Data listing:
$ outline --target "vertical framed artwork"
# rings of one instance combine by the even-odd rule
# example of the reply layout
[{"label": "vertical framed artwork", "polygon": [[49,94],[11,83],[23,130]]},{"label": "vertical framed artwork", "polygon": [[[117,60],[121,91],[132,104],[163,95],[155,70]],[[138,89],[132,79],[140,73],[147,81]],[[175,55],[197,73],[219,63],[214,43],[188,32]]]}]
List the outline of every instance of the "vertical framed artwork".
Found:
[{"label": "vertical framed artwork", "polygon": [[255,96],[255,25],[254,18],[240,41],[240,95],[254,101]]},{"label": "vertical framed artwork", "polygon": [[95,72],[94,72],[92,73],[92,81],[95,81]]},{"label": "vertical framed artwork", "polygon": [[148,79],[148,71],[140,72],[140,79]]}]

What the exercise asks -> Rewrite the listing with each occurrence of "instance" changed to "object", keeping everything else the same.

Worked answer ->
$ outline --target "vertical framed artwork"
# rings of one object combine by the even-odd rule
# example of the reply layout
[{"label": "vertical framed artwork", "polygon": [[49,94],[11,83],[23,130]]},{"label": "vertical framed artwork", "polygon": [[[117,60],[121,91],[132,104],[163,95],[155,70]],[[138,89],[132,79],[140,73],[147,81]],[[175,55],[197,73],[219,63],[214,43],[188,32]]]}]
List the outline of every object of the "vertical framed artwork".
Found:
[{"label": "vertical framed artwork", "polygon": [[255,96],[255,25],[254,18],[240,41],[240,95],[254,101]]},{"label": "vertical framed artwork", "polygon": [[95,72],[94,72],[92,73],[92,81],[95,81]]},{"label": "vertical framed artwork", "polygon": [[148,79],[148,71],[140,72],[140,79]]}]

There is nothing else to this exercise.